EXERCISE MATERIAL
□ □ □

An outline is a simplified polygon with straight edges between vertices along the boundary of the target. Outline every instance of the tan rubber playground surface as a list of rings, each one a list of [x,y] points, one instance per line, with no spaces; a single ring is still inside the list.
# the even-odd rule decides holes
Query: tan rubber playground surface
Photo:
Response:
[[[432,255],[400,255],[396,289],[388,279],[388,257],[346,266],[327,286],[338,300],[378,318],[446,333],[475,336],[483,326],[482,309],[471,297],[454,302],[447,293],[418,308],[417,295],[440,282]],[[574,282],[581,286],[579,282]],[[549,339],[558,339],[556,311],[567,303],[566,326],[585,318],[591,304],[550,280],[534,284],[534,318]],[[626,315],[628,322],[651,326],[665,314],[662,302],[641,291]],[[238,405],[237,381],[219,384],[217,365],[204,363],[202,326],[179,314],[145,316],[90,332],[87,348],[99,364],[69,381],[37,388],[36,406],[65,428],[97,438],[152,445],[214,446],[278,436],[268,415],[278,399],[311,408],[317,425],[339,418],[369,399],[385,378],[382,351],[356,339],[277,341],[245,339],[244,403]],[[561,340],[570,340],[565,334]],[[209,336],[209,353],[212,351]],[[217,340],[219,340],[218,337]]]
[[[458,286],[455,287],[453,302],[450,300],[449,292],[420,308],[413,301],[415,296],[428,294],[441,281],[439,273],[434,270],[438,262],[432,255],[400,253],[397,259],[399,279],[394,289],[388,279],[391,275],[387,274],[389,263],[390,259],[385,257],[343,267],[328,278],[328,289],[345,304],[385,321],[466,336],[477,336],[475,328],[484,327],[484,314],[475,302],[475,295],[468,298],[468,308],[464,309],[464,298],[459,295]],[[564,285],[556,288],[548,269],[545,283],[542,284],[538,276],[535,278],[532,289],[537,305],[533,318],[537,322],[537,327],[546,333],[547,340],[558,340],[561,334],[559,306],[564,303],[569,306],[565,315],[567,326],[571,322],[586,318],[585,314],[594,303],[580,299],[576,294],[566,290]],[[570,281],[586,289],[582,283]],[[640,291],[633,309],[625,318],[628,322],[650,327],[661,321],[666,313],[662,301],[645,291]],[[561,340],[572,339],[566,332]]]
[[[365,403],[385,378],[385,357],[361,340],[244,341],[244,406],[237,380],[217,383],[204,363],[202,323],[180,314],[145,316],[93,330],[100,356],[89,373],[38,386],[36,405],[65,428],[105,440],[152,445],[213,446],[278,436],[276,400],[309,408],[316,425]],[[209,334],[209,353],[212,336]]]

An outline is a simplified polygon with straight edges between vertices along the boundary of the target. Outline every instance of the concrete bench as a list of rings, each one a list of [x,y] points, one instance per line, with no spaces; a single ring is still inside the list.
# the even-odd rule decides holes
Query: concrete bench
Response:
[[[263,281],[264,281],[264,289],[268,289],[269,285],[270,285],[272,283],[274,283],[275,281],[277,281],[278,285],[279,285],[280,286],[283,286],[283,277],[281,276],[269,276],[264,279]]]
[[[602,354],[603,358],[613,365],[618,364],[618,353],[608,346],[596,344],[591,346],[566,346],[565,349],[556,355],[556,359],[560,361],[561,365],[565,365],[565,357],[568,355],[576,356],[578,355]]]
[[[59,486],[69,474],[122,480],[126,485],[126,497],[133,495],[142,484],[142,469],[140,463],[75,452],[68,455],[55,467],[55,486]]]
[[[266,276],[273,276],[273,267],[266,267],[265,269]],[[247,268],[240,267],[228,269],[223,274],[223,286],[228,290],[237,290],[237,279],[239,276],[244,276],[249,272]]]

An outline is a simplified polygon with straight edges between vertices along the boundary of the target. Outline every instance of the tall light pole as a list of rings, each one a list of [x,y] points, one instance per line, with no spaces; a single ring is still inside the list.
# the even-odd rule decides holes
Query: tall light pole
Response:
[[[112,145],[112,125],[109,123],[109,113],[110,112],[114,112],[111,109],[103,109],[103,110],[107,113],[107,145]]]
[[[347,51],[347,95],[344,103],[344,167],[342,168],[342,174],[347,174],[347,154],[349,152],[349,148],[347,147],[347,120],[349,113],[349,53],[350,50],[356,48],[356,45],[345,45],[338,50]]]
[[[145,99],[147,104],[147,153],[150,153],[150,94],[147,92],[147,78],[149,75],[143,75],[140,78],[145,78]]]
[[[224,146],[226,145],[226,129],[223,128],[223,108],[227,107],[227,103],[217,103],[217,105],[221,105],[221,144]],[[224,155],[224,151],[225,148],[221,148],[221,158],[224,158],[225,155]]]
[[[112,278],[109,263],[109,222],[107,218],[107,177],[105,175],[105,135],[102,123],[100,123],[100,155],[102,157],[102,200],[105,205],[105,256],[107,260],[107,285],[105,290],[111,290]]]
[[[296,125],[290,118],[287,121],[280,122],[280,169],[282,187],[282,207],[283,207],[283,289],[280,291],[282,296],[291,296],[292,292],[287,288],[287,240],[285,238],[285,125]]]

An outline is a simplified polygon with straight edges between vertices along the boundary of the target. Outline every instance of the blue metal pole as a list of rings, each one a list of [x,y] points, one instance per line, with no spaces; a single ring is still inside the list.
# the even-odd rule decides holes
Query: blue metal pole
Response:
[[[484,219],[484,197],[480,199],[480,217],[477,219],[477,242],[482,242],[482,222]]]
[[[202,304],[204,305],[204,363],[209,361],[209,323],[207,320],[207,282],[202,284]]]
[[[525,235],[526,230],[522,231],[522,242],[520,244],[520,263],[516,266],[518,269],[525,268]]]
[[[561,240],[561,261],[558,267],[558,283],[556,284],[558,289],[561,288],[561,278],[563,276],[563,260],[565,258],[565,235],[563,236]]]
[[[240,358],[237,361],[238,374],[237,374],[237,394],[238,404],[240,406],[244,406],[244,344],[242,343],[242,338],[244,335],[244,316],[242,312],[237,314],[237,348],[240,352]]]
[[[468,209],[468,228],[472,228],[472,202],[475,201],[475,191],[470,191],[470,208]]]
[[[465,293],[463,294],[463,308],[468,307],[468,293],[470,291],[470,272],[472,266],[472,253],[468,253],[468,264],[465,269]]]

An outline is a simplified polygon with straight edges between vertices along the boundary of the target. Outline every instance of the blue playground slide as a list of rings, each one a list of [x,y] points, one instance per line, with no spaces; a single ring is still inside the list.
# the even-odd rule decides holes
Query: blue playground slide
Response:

□ □ □

SET PROBLEM
Write out all the lines above again, swapping "simplified polygon" for "rough polygon" wherever it appears. Leave everything else as it is.

TASK ANSWER
An outline is a rough polygon with straight edges between vertices along the boundary of the target. Outline every instance of the tan rubber playground surface as a list of rings, each one a list of [x,y] points, one instance per line, with no spaces; a single ring is still inside the list.
# the even-odd rule decides holes
Query: tan rubber playground surface
Photo:
Response:
[[[432,255],[400,255],[396,289],[388,279],[388,257],[346,266],[327,286],[338,300],[378,318],[446,333],[475,336],[483,326],[482,309],[471,297],[454,302],[447,293],[418,308],[417,295],[440,282]],[[574,282],[581,286],[579,282]],[[549,339],[558,339],[556,311],[567,303],[566,326],[585,318],[591,304],[550,280],[534,284],[534,318]],[[626,315],[628,322],[651,326],[665,314],[662,302],[641,291]],[[238,405],[237,381],[219,384],[217,365],[204,363],[202,326],[179,314],[145,316],[90,332],[87,348],[99,364],[69,381],[37,388],[36,406],[65,428],[97,438],[152,445],[214,446],[278,436],[268,415],[278,399],[311,408],[317,425],[339,418],[369,399],[385,378],[382,351],[356,339],[277,341],[245,339],[244,403]],[[561,340],[570,340],[565,334]],[[209,336],[209,353],[212,351]],[[217,340],[219,340],[218,337]]]
[[[458,286],[455,287],[453,302],[450,300],[449,292],[420,308],[413,301],[415,296],[428,294],[441,281],[439,273],[434,270],[438,262],[432,255],[400,253],[397,259],[399,279],[394,289],[388,279],[391,275],[387,274],[389,263],[390,259],[385,257],[343,267],[328,278],[328,289],[345,304],[385,321],[466,336],[477,336],[475,328],[484,327],[484,314],[475,302],[475,295],[468,298],[468,308],[464,309],[464,298],[459,295]],[[564,285],[556,288],[548,269],[545,283],[542,284],[538,276],[535,278],[532,289],[537,305],[533,318],[537,322],[537,327],[546,333],[547,340],[558,340],[561,334],[559,306],[564,303],[569,306],[565,315],[567,326],[571,322],[586,318],[585,314],[594,303],[580,299],[576,294],[566,290]],[[570,281],[586,289],[582,283]],[[640,291],[633,309],[625,318],[628,322],[650,327],[661,321],[666,313],[662,301],[645,291]],[[561,340],[572,339],[566,332]]]
[[[365,403],[385,378],[385,357],[361,340],[244,341],[244,406],[237,380],[217,383],[204,363],[202,323],[180,314],[145,316],[93,330],[100,356],[89,373],[38,386],[36,405],[65,428],[105,440],[152,445],[213,446],[278,436],[276,400],[309,408],[316,425]],[[209,334],[209,353],[212,336]]]

An outline is a rough polygon with straight edges between vertices along the boundary of the target. Outline every instance of the concrete bench as a list of rings, each one a list of [x,y] points, one instance per line, with no spaces; a single ring is still inside the list.
# the even-odd rule decides holes
Query: concrete bench
Response:
[[[263,281],[264,281],[264,289],[268,289],[269,285],[270,285],[272,283],[274,283],[275,281],[277,281],[278,285],[279,285],[280,286],[283,286],[283,277],[281,276],[269,276],[264,279]]]
[[[602,354],[603,358],[613,365],[618,364],[618,353],[608,346],[596,344],[591,346],[566,346],[565,349],[556,355],[556,359],[560,361],[561,365],[565,365],[565,357],[568,355],[576,356],[578,355]]]
[[[59,486],[69,474],[122,480],[126,485],[126,497],[133,495],[142,484],[142,469],[140,463],[75,452],[68,455],[55,467],[55,486]]]
[[[266,276],[273,276],[273,267],[266,267],[265,269]],[[247,268],[240,267],[228,269],[223,274],[223,286],[228,290],[237,290],[237,279],[239,276],[244,276],[249,272]]]

An outline is a rough polygon with straight edges between vertices along the boundary of the target. Outline every instance of the tall light pole as a list of rings, each one a list of [x,y] points, one instance per line, with no spaces; a single ring is still inside the list.
# the even-odd rule decides holes
Query: tall light pole
Response:
[[[112,145],[112,125],[109,123],[109,113],[110,112],[114,112],[111,109],[103,109],[103,110],[107,113],[107,145]]]
[[[347,51],[347,95],[344,103],[344,167],[342,168],[342,174],[347,174],[347,154],[349,152],[349,148],[347,147],[347,120],[349,113],[349,53],[350,50],[356,48],[356,45],[345,45],[338,50]]]
[[[145,99],[147,104],[147,153],[150,153],[150,94],[147,92],[147,78],[149,75],[143,75],[140,78],[145,78]]]
[[[224,146],[226,145],[226,129],[223,128],[223,108],[227,107],[227,103],[217,103],[217,105],[221,105],[221,144]],[[224,155],[224,151],[225,148],[221,148],[221,158],[224,158],[225,155]]]
[[[112,278],[109,263],[109,222],[107,218],[107,177],[105,175],[105,135],[102,123],[100,123],[100,155],[102,157],[102,200],[105,205],[105,256],[107,260],[107,285],[105,290],[111,290]]]
[[[296,125],[290,118],[287,121],[280,122],[280,169],[282,187],[282,207],[283,207],[283,289],[280,291],[282,296],[291,296],[292,292],[287,288],[287,240],[285,238],[285,125]]]

An outline is a rough polygon with straight edges between vertices along the boundary of the target. Outline every instance of the blue metal pole as a list of rings, each one a list of [x,y] points, one instance per line, with no spaces; a single ring is still inside the list.
# the even-odd rule decides holes
Query: blue metal pole
Response:
[[[484,219],[484,197],[480,199],[480,217],[477,219],[477,242],[482,242],[482,222]]]
[[[202,304],[204,305],[204,363],[209,361],[209,323],[207,320],[207,282],[202,284]]]
[[[525,235],[526,230],[522,231],[522,242],[520,244],[520,263],[516,266],[518,269],[525,268]]]
[[[561,240],[561,261],[558,267],[558,283],[556,284],[558,289],[561,288],[561,278],[563,276],[563,260],[565,258],[565,235],[563,236]]]
[[[240,358],[237,361],[238,374],[237,374],[237,394],[238,404],[240,406],[244,406],[244,344],[242,343],[242,338],[244,335],[244,316],[242,312],[237,314],[237,348],[240,352]]]
[[[468,209],[468,228],[472,228],[472,202],[475,201],[475,191],[470,191],[470,208]]]
[[[465,293],[463,294],[463,308],[468,307],[468,293],[470,291],[470,272],[472,266],[472,253],[468,253],[468,264],[465,269]]]

An outline is a rough polygon with straight edges between vertices along the boundary of the target. Outline every instance of the blue playground slide as a list of rings, each one a list of [x,y] points, one instance per line, with no spaces; a single ring is still inside the list.
# the even-odd rule decides holes
Query: blue playground slide
Response:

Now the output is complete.